[RECORDED INFORMATION — start]
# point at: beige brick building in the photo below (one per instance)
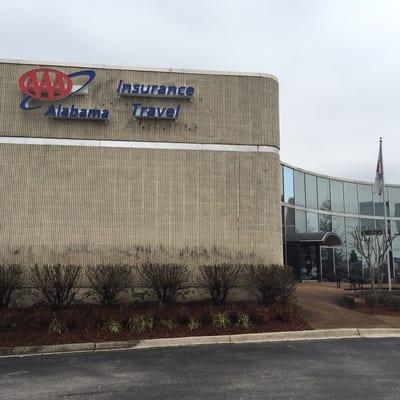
(205, 185)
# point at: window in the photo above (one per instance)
(300, 221)
(325, 223)
(312, 222)
(337, 200)
(394, 198)
(299, 189)
(378, 204)
(311, 191)
(365, 199)
(350, 198)
(324, 198)
(288, 193)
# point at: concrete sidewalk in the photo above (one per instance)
(320, 306)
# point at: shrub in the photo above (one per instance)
(108, 281)
(57, 283)
(169, 323)
(282, 312)
(273, 284)
(194, 324)
(221, 320)
(244, 321)
(219, 280)
(113, 326)
(140, 323)
(11, 279)
(393, 301)
(165, 280)
(56, 326)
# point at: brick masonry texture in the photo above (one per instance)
(87, 204)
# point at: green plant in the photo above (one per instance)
(194, 324)
(244, 321)
(56, 326)
(113, 326)
(219, 280)
(140, 323)
(57, 283)
(273, 284)
(282, 312)
(165, 280)
(108, 281)
(169, 323)
(221, 320)
(11, 279)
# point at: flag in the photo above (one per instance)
(379, 173)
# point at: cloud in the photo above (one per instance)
(337, 61)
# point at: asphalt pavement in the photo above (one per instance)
(339, 369)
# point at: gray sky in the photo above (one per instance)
(338, 61)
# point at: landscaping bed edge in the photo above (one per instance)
(322, 334)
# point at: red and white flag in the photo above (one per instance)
(379, 173)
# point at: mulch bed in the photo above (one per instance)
(86, 322)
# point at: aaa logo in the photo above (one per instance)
(49, 84)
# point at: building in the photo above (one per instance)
(113, 164)
(314, 205)
(102, 164)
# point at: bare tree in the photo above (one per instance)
(373, 245)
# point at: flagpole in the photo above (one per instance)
(386, 221)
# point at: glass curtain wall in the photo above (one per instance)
(315, 203)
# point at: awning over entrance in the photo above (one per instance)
(321, 238)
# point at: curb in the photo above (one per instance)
(322, 334)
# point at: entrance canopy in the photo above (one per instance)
(321, 238)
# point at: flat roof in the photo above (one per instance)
(145, 69)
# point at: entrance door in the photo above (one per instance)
(327, 262)
(309, 262)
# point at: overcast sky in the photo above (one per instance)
(337, 61)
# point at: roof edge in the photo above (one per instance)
(335, 178)
(144, 69)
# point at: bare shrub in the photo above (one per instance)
(57, 283)
(219, 280)
(11, 279)
(165, 280)
(108, 281)
(273, 284)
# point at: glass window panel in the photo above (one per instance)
[RECORDED INFORMATION — finish]
**WHAT IS EXPECTED**. Please retype exactly, and only, the lines starting at the one that contains "# point at: flat" and ending with the last line of the material.

**SOLUTION TO THE EXERCISE**.
# point at: flat roof in the photo above (one per instance)
(145, 69)
# point at: entrance door in the photo above (one per instance)
(327, 262)
(309, 262)
# point at: overcast sky in the photo above (one per instance)
(337, 61)
# point at: roof edge in the photo above (one per instance)
(335, 178)
(144, 69)
# point at: bare shrub in the photo above (one per instance)
(57, 283)
(219, 280)
(11, 279)
(165, 280)
(108, 281)
(273, 284)
# point at: glass window panel in the photo above (one per instance)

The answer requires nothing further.